■ **Directions for this task**: Turn the stretch of data from the start through the line containing "371 44 L 369" into a numbered list, leaving out any blank lines.

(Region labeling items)
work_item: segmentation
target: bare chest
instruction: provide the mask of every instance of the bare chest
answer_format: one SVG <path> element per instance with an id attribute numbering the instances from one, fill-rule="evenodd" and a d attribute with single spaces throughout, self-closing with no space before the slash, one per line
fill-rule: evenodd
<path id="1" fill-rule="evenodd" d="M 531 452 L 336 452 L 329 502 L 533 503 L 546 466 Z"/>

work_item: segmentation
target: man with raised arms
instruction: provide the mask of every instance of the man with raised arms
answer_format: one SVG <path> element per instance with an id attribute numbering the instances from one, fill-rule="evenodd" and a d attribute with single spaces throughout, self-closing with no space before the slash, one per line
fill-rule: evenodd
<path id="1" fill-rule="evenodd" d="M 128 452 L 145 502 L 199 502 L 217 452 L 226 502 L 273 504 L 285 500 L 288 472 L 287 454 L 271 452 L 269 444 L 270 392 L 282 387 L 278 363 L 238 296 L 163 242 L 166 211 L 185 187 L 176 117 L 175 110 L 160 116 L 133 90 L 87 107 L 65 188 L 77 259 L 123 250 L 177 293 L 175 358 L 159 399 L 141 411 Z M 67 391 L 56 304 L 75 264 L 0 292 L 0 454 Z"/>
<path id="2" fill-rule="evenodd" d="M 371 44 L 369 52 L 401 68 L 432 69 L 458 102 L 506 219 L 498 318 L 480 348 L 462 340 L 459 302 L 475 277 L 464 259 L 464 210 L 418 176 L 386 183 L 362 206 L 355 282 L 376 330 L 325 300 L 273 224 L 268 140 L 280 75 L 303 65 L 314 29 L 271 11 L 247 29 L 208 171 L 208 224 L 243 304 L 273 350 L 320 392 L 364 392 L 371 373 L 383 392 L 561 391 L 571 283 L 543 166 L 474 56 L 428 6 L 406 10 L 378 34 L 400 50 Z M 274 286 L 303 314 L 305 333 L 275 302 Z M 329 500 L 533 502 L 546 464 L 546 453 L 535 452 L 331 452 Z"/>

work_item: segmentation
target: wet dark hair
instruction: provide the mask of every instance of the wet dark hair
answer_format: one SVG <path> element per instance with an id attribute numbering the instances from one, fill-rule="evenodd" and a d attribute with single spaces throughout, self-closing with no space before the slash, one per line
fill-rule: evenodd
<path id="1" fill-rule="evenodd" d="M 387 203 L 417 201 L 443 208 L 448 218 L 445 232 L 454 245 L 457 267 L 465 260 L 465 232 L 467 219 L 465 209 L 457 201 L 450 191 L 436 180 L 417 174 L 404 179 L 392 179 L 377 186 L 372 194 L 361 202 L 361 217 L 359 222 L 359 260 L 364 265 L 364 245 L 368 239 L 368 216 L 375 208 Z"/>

■ **Reply**:
1. work_item: segmentation
2. target: bare chest
3. instruction: provide the mask of every instance of the bare chest
4. answer_format: one SVG <path> element per instance with an id attribute numbering the instances from one, fill-rule="evenodd" and a d attribute with single spaces throughout, self-closing with no space before the slash, one per line
5. fill-rule: evenodd
6. <path id="1" fill-rule="evenodd" d="M 531 452 L 336 452 L 329 502 L 533 503 L 546 466 Z"/>
7. work_item: segmentation
8. target: man with raised arms
9. instruction: provide the mask of every instance of the man with raised arms
10. answer_format: one SVG <path> element per instance with an id attribute numbering the instances from one, fill-rule="evenodd" and a d attribute with single spaces throughout, self-closing with no space before the slash, one per line
11. fill-rule: evenodd
12. <path id="1" fill-rule="evenodd" d="M 128 452 L 145 502 L 199 502 L 217 452 L 226 502 L 273 504 L 285 500 L 288 472 L 287 454 L 271 452 L 269 444 L 270 392 L 282 387 L 278 363 L 238 296 L 163 242 L 166 211 L 185 187 L 176 117 L 175 110 L 160 116 L 133 90 L 87 107 L 65 188 L 77 259 L 123 250 L 177 293 L 175 358 L 159 399 L 141 411 Z M 67 391 L 56 304 L 75 264 L 0 292 L 0 454 Z"/>
13. <path id="2" fill-rule="evenodd" d="M 371 44 L 369 52 L 401 68 L 432 69 L 458 102 L 506 219 L 498 318 L 480 348 L 462 340 L 459 302 L 475 277 L 464 259 L 464 210 L 418 176 L 386 183 L 362 206 L 355 282 L 376 330 L 325 300 L 273 224 L 268 140 L 280 75 L 303 65 L 314 29 L 271 11 L 247 29 L 208 171 L 208 224 L 243 304 L 273 350 L 320 392 L 364 392 L 371 373 L 383 392 L 561 391 L 571 283 L 543 166 L 474 56 L 428 6 L 406 10 L 378 34 L 400 50 Z M 274 286 L 303 314 L 305 333 L 275 302 Z M 329 500 L 533 502 L 546 464 L 546 453 L 535 452 L 331 452 Z"/>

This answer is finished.